**What the task requires:**
Everything in the records should be repeated exactly.

[Dataset excerpts Boundary: Start]

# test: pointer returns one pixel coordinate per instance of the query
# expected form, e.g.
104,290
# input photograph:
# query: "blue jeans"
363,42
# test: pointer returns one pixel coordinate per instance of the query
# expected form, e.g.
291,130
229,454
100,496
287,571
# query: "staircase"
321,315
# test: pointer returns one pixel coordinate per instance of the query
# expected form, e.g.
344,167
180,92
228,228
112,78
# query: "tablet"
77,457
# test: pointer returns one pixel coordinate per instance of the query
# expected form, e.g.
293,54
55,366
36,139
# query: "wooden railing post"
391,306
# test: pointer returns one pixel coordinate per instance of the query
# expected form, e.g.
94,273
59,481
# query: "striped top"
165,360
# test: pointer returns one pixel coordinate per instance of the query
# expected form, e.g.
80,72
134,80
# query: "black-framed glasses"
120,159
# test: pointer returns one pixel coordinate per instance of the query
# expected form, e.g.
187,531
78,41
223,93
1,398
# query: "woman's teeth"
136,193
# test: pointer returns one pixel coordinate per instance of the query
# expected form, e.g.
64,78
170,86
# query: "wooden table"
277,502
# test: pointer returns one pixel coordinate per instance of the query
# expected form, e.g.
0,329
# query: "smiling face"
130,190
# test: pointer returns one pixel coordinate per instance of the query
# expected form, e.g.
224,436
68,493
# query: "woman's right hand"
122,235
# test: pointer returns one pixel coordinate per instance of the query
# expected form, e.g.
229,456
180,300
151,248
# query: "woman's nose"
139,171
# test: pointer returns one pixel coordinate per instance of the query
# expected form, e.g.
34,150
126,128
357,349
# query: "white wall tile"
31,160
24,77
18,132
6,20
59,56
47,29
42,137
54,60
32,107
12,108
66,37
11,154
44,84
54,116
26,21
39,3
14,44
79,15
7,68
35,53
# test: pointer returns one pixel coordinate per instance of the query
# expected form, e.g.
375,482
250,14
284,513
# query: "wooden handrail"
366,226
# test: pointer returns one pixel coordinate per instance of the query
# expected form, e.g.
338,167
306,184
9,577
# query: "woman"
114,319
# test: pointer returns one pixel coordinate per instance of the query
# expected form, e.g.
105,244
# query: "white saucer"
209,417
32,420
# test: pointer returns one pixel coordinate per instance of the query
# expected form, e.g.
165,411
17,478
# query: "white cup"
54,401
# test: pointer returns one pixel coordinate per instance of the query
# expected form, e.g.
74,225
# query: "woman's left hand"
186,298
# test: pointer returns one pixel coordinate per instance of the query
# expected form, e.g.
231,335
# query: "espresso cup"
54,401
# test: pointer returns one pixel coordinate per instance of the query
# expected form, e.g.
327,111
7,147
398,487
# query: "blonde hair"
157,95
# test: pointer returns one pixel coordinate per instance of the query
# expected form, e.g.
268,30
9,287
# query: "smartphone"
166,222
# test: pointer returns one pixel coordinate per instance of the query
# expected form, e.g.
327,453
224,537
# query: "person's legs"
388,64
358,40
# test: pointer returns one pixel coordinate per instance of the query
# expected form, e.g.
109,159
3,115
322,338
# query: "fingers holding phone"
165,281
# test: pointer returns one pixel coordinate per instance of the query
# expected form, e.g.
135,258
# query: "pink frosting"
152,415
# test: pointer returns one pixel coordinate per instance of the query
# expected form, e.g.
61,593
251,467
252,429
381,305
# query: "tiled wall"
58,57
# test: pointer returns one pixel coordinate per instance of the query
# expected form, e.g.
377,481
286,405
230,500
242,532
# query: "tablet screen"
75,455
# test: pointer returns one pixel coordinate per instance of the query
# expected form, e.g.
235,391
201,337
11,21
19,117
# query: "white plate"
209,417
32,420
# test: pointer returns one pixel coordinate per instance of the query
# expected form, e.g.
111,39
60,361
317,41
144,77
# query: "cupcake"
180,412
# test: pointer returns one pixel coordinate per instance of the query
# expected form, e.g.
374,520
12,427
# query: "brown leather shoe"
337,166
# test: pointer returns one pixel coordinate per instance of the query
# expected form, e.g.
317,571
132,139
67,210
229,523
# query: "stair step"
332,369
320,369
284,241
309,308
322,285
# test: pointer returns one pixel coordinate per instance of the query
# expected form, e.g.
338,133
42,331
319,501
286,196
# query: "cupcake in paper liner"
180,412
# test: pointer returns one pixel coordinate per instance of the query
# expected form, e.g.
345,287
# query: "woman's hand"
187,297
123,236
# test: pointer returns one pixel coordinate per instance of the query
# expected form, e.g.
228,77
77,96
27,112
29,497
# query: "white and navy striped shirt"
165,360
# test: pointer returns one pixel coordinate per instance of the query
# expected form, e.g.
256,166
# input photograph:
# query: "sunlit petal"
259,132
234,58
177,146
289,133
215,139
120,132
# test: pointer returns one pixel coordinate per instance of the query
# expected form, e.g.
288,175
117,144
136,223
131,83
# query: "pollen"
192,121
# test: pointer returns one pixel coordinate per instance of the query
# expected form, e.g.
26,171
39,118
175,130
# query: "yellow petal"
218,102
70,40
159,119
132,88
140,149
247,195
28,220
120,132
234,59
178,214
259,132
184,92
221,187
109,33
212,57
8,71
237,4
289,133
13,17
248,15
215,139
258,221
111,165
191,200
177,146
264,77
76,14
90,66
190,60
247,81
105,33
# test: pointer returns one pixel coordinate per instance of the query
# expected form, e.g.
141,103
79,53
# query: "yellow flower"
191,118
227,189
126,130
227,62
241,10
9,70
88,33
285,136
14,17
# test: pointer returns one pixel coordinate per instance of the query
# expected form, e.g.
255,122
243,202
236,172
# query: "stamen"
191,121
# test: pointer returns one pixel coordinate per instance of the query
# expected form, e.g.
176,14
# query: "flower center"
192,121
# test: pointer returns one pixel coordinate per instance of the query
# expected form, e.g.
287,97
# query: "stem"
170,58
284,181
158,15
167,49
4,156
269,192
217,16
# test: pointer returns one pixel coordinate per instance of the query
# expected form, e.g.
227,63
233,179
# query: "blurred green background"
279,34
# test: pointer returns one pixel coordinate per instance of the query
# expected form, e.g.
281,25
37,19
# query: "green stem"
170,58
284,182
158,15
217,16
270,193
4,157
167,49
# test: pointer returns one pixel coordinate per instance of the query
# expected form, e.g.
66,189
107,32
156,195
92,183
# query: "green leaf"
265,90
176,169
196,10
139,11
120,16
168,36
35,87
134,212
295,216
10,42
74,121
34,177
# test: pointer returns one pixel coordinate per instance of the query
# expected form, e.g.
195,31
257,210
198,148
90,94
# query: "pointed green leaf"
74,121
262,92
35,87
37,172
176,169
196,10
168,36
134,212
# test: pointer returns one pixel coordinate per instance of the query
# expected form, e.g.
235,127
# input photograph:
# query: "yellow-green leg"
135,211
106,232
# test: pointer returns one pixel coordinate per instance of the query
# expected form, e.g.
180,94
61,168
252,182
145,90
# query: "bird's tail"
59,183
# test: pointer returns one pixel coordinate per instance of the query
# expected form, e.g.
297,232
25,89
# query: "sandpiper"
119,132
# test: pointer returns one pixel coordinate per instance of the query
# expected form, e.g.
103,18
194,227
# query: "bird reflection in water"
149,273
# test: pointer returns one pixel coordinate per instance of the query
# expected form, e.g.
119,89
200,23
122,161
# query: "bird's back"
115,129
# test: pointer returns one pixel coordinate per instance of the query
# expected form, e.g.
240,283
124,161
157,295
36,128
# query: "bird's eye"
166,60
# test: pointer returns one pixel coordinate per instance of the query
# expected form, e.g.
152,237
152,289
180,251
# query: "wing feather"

[Dataset excerpts Boundary: End]

**Answer box:**
# test: pointer returns one pixel coordinate per instance of the query
# expected form, e.g.
104,290
# input photograph:
# query: "blue jeans"
363,42
# test: pointer returns one pixel coordinate per instance of the query
# expected form, e.g.
291,130
229,454
100,496
287,571
# query: "staircase"
321,315
# test: pointer returns one pixel coordinate per instance of the query
# expected form, e.g.
344,167
180,92
228,228
112,78
# query: "tablet"
77,457
# test: pointer returns one pixel coordinate per instance of the query
# expected form, e.g.
293,54
55,366
36,139
# query: "wooden railing post"
391,306
# test: pointer returns one pixel coordinate per instance of the query
# expected form, e.g.
94,273
59,481
# query: "striped top"
165,360
# test: pointer returns one pixel coordinate per instance of the query
# expected form, e.g.
80,72
134,80
# query: "black-framed glasses"
120,159
# test: pointer returns one pixel coordinate per instance of the query
# expected form, e.g.
187,531
78,41
223,93
1,398
# query: "woman's teeth"
136,193
# test: pointer returns one pixel coordinate per instance of the query
# expected form, e.g.
64,78
170,86
# query: "wooden table"
277,502
# test: pointer returns one pixel coordinate per instance of the query
# expected form, e.g.
0,329
# query: "smiling face"
130,190
# test: pointer returns one pixel coordinate per instance of the query
# expected form, e.g.
224,436
68,493
# query: "woman's right hand"
122,235
# test: pointer returns one pixel coordinate per instance of the query
# expected form, e.g.
229,456
180,300
151,248
# query: "woman's nose"
139,171
# test: pointer returns one pixel coordinate per instance of the query
# expected form, e.g.
34,150
126,128
357,349
# query: "white wall tile"
31,160
24,77
18,132
6,20
59,56
47,29
42,137
54,60
32,107
12,108
66,37
11,154
44,84
54,116
26,21
39,3
14,44
79,15
7,68
35,53
# test: pointer returns one pixel coordinate per instance of the query
# expected form, e.g.
375,482
250,14
284,513
# query: "wooden handrail"
366,226
# test: pointer returns one pixel coordinate per instance of the query
# expected form, e.g.
338,167
306,184
9,577
# query: "woman"
114,319
# test: pointer returns one pixel coordinate per instance of the query
# expected form, e.g.
105,244
# query: "white saucer"
209,417
32,420
# test: pointer returns one pixel coordinate per instance of the query
# expected form, e.g.
165,411
17,478
# query: "white cup"
54,401
# test: pointer returns one pixel coordinate per instance of the query
# expected form, e.g.
74,225
# query: "woman's left hand"
186,298
# test: pointer returns one pixel coordinate per instance of the query
# expected form, e.g.
231,335
# query: "espresso cup"
54,401
# test: pointer returns one pixel coordinate per instance of the query
# expected form, e.g.
327,111
7,147
398,487
# query: "blonde hair"
157,95
# test: pointer returns one pixel coordinate per instance of the query
# expected form, e.g.
268,30
9,287
# query: "smartphone"
166,222
# test: pointer returns one pixel coordinate per instance of the query
# expected form, e.g.
327,453
224,537
# query: "person's legs"
388,64
358,40
# test: pointer returns one pixel coordinate per instance of the query
# expected form, e.g.
109,159
3,115
322,338
# query: "fingers holding phone"
165,281
# test: pointer returns one pixel coordinate per instance of the query
# expected form, e.g.
135,258
# query: "pink frosting"
152,415
# test: pointer returns one pixel coordinate per instance of the query
# expected form, e.g.
61,593
251,467
252,429
381,305
# query: "tiled wall"
58,57
# test: pointer returns one pixel coordinate per instance of the query
# expected form, e.g.
377,481
286,405
230,500
242,532
# query: "tablet screen"
75,455
# test: pointer returns one pixel coordinate per instance of the query
# expected form, e.g.
235,391
201,337
11,21
19,117
# query: "white plate"
209,417
32,420
# test: pointer returns one pixel coordinate per instance of the query
# expected form, e.g.
111,39
60,361
317,41
144,77
# query: "cupcake"
180,412
# test: pointer returns one pixel coordinate per instance of the query
# expected form, e.g.
374,520
12,427
# query: "brown leather shoe"
337,166
# test: pointer returns one pixel coordinate per instance of the query
# expected form, e.g.
317,571
132,139
67,210
229,523
# query: "stair step"
332,369
320,369
284,241
309,308
322,285
# test: pointer returns one pixel coordinate per instance of the query
# expected form, e.g.
338,133
42,331
319,501
286,196
# query: "cupcake in paper liner"
180,412
# test: pointer returns one pixel coordinate per instance of the query
# expected form, e.g.
345,287
# query: "woman's hand"
187,297
123,236
# test: pointer returns one pixel coordinate per instance of the query
# expected form, e.g.
228,77
77,96
27,112
29,497
# query: "white and navy striped shirt"
165,360
# test: pointer returns one pixel coordinate per instance of the query
# expected form, e.g.
256,166
# input photograph:
# query: "sunlit petal"
259,132
234,58
177,146
289,133
215,139
120,132
# test: pointer returns one pixel coordinate per instance of the query
# expected form, e.g.
288,175
117,144
136,223
131,83
# query: "pollen"
192,121
# test: pointer returns one pixel coordinate per instance of the query
# expected form, e.g.
26,171
39,118
175,130
# query: "yellow petal"
218,102
70,40
159,119
132,88
140,149
247,195
28,220
120,132
234,59
178,214
259,132
184,92
221,187
109,33
212,57
8,71
237,4
289,133
13,17
248,15
215,139
258,221
111,165
191,200
177,146
264,77
76,14
90,66
190,60
247,81
105,33
# test: pointer returns one pixel coordinate per instance of the query
# expected form, e.g.
141,103
79,53
# query: "yellow flower"
191,118
227,189
126,130
227,62
241,10
9,70
88,33
285,136
14,17
# test: pointer returns one pixel coordinate per instance of the query
# expected form, e.g.
255,122
243,202
236,172
# query: "stamen"
191,121
# test: pointer returns one pixel coordinate per instance of the query
# expected form, e.g.
176,14
# query: "flower center"
192,121
# test: pointer returns one pixel coordinate per instance of the query
# expected form, e.g.
287,97
# query: "stem"
170,58
284,181
158,15
167,49
4,156
269,192
217,16
# test: pointer returns one pixel coordinate per instance of the query
# expected form, e.g.
227,63
233,179
# query: "blurred green background"
279,34
# test: pointer returns one pixel coordinate per instance of the query
# expected form, e.g.
281,25
37,19
# query: "green stem"
170,58
284,182
158,15
217,16
270,193
4,157
167,49
# test: pointer returns one pixel coordinate per instance of the query
# expected form, e.g.
66,189
107,32
156,195
92,183
# query: "green leaf"
265,90
176,169
196,10
139,11
120,16
168,36
35,87
134,212
295,216
10,42
74,121
34,177
# test: pointer returns one pixel coordinate per instance of the query
# expected form, e.g.
195,31
257,210
198,148
90,94
# query: "pointed green leaf"
74,121
262,92
35,87
37,172
176,169
196,10
168,36
134,212
# test: pointer returns one pixel coordinate per instance of the query
# expected form, e.g.
235,127
# input photograph:
# query: "yellow-green leg"
135,211
106,232
# test: pointer returns one pixel coordinate per instance of the query
# expected form, e.g.
180,94
61,168
252,182
145,90
# query: "bird's tail"
59,183
# test: pointer returns one pixel coordinate per instance of the query
# expected form, e.g.
297,232
25,89
# query: "sandpiper"
119,132
# test: pointer returns one pixel coordinate per instance of the query
# expected form, e.g.
103,18
194,227
# query: "bird reflection in water"
149,273
# test: pointer returns one pixel coordinate per instance of the query
# expected form, e.g.
119,89
200,23
122,161
# query: "bird's back"
115,129
# test: pointer returns one pixel coordinate per instance of the query
# expected form, e.g.
240,283
124,161
157,295
36,128
# query: "bird's eye"
166,60
# test: pointer returns one pixel coordinate per instance of the query
# expected form, e.g.
152,237
152,289
180,251
# query: "wing feather"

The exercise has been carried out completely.